**Goal 1:** Update the oil thread's passage that opens with the words containing "For a 225 TT: 503.01" and closes with "intervals: 503.01 (or new spec 504.00)", putting "set service intervals" in place of "fixed service intervals", and write out the revised passage.

**Page extract:**
I ran my Mk5 RS2000 4x4 to 250k miles on the same engine and the bearing surfaces were still unmarked and within spec. The cylinder bores still had cross hatch honing marks visible! Pity the head cracked through metal fatigue! That was using Mobil 1. I've replaced the engine now and have been using the Motul 0W-40.

Here's a good article about oil: http://www.geocities.com/Yosemite/Gorge ... r_oils.htm

Rogue,

Confirm this in your handbook but I think it will say AVS and 503.01 or 504.00. The AVS extended service requires a fully synthetic to avoid sludge and the 503.01 spec is matched by the Motul 8100 X-lite 0W-30 Synthetic Ester oil (VW 503.01).

Oil viscosity recommendations from Audi depend on ambient temperature. Column A is the one for the high-lubricity oils such as 503.01. This is from the workshop manual:










So, basically a 30 or 40 at high temperature is equally specified. As low a winter number (e.g. 5W or 0W) as possible is best for cold starts.


----------



## Rogue

Cheers John. 8)

Rogue


----------



## hemTT

will this be ok in my 180??

Thanks


----------



## John-H

For a 225 TT: 503.01 (or new spec 504.00) 
for a 180 TT on fixed service intervals: 503.00 (or new spec 504.00) 
for a 180 TT on variable service intervals: 503.01 (or new spec 504.00)

Any TT is safe with 503.01 (or new spec 504.00)

So, yes  .

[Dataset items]
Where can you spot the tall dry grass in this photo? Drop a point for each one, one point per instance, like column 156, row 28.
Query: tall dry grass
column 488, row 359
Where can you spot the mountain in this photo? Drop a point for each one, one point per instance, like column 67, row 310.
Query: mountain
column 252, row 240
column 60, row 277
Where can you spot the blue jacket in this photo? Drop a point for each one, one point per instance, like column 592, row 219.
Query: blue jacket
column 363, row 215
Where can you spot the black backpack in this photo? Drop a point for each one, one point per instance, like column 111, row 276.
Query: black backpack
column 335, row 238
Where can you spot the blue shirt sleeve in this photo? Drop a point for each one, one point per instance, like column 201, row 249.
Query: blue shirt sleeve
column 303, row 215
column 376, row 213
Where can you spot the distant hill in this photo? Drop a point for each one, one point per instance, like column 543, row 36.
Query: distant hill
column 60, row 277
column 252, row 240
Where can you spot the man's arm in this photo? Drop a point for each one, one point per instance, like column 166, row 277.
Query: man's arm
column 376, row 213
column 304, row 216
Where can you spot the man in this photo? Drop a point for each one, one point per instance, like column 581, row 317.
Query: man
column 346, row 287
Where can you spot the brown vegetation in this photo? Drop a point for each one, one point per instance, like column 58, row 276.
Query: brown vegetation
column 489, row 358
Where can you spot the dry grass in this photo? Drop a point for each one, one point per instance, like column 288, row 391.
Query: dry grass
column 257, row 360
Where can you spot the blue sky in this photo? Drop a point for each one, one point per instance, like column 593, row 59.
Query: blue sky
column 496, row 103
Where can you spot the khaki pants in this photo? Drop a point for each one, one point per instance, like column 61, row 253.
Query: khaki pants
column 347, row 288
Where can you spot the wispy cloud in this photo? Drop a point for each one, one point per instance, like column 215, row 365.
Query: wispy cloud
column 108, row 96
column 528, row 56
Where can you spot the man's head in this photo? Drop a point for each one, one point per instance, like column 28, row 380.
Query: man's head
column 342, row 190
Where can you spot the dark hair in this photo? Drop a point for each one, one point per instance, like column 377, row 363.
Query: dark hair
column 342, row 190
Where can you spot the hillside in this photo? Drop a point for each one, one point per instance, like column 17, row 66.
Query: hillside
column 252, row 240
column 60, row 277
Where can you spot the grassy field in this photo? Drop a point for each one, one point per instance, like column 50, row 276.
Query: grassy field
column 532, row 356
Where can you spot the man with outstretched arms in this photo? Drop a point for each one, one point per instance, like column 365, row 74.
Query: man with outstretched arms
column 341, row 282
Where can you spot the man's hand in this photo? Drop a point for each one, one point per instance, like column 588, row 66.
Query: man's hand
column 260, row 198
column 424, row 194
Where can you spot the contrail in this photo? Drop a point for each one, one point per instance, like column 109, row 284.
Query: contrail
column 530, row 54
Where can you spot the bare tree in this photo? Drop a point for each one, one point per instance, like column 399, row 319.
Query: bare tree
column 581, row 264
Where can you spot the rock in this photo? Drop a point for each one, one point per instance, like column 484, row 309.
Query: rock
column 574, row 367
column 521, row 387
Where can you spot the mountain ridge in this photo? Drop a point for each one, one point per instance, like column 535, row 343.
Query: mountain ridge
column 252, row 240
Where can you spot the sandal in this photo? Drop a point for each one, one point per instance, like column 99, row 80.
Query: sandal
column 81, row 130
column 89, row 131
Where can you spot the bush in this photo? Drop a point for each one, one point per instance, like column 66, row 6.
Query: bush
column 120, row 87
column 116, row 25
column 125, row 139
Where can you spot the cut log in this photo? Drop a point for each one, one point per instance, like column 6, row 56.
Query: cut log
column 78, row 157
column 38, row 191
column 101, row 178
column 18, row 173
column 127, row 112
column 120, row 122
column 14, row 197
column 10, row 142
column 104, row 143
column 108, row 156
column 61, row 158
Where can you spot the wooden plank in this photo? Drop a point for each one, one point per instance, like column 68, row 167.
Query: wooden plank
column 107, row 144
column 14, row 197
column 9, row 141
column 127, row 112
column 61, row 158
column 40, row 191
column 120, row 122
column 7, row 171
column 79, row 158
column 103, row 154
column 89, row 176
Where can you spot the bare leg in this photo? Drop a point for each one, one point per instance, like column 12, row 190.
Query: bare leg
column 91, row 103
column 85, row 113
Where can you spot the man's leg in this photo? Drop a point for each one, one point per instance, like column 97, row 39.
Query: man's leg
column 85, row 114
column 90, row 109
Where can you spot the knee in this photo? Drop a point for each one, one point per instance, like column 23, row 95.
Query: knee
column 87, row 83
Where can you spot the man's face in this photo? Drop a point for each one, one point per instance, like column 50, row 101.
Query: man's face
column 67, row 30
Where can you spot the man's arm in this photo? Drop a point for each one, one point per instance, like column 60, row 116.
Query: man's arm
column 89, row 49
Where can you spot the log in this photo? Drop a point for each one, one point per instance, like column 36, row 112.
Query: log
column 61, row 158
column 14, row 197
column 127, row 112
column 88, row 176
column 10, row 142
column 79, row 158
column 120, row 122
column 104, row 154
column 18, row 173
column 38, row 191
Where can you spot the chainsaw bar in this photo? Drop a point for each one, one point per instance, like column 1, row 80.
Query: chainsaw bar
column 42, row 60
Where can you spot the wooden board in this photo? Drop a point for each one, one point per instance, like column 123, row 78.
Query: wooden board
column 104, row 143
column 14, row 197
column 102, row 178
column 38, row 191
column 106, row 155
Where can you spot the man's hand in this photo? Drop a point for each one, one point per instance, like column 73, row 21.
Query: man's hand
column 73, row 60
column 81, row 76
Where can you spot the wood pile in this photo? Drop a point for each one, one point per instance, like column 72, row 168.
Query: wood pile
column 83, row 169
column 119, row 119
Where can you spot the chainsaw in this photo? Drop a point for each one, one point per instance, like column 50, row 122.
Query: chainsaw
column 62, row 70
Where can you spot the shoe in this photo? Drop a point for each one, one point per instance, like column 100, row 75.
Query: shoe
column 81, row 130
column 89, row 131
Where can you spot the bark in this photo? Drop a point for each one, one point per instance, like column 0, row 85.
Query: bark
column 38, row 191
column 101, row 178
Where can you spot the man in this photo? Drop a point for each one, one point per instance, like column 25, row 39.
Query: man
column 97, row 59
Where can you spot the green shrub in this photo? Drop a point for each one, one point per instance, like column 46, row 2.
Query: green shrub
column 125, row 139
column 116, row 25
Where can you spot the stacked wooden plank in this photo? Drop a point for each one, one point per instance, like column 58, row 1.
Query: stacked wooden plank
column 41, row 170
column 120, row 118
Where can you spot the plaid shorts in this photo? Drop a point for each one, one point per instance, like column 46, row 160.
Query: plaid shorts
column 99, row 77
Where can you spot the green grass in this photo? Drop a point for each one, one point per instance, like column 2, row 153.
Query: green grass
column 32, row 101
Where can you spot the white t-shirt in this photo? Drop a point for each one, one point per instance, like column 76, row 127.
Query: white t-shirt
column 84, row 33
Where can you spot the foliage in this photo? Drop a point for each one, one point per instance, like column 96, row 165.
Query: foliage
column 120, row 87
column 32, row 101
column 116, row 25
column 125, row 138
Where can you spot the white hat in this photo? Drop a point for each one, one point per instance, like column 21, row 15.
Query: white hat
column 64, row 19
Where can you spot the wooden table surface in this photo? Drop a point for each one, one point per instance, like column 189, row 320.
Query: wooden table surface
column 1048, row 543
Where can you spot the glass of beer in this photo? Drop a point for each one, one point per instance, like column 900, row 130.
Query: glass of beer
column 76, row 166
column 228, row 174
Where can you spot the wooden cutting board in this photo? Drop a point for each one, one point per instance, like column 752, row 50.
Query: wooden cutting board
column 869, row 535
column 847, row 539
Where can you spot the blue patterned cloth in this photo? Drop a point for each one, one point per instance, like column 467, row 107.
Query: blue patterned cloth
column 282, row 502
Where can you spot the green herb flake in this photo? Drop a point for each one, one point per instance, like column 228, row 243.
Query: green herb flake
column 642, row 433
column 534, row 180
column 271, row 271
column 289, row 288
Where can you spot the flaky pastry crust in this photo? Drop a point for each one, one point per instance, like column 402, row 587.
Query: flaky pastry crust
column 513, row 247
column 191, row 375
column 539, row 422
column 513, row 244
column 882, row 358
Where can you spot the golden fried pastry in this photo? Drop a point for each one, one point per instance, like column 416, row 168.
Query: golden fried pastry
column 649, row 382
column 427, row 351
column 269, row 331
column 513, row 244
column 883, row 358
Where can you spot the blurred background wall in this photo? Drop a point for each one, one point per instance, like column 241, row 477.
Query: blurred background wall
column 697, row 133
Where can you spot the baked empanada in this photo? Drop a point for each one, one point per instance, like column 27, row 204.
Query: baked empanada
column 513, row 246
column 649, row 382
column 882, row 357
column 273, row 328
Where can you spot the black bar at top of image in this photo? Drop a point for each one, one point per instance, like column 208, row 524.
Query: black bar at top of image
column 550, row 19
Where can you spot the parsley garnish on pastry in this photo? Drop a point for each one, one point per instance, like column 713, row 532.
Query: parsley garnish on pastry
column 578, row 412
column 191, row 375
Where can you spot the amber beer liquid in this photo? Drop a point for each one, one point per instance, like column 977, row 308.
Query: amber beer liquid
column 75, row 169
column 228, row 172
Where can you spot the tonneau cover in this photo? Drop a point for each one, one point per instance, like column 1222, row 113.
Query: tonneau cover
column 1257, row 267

**Goal 2:** Print the part of the listing that opens with its first line and closes with the line containing "column 496, row 103", keeping both ends.

**Right answer 1:**
For a 225 TT: 503.01 (or new spec 504.00) 
for a 180 TT on set service intervals: 503.00 (or new spec 504.00) 
for a 180 TT on variable service intervals: 503.01 (or new spec 504.00)

**Right answer 2:**
Where can you spot the tall dry grass in this photo? Drop a point for each one, one point per instance, like column 156, row 28.
Query: tall dry grass
column 488, row 359
Where can you spot the mountain in this photo? Drop a point for each one, one point per instance, like column 67, row 310.
Query: mountain
column 252, row 240
column 60, row 277
Where can you spot the blue jacket in this photo? Drop a point for each one, one point per instance, like column 592, row 219.
Query: blue jacket
column 363, row 215
Where can you spot the black backpack in this photo? Drop a point for each one, one point per instance, like column 111, row 276.
Query: black backpack
column 335, row 238
Where can you spot the blue shirt sleeve in this photo? Drop a point for each one, one point per instance, like column 201, row 249.
Query: blue shirt sleeve
column 303, row 215
column 376, row 213
Where can you spot the distant hill in this photo? Drop a point for each one, one point per instance, like column 543, row 36.
Query: distant hill
column 60, row 277
column 252, row 240
Where can you spot the man's arm in this photo? Drop a point for each one, one point per instance, like column 166, row 277.
Query: man's arm
column 376, row 213
column 304, row 216
Where can you spot the man in this photo? Drop a point for each one, one point per instance, like column 581, row 317.
Query: man
column 346, row 287
Where can you spot the brown vegetation in this photo? Drop a point for each one, one point per instance, like column 58, row 276.
Query: brown vegetation
column 489, row 358
Where can you spot the dry grass in this photo? Drop a point for each one, one point per instance, like column 288, row 391.
Query: dry grass
column 257, row 360
Where can you spot the blue sky in this photo? Drop a point for each one, one point per instance, like column 593, row 59.
Query: blue sky
column 496, row 103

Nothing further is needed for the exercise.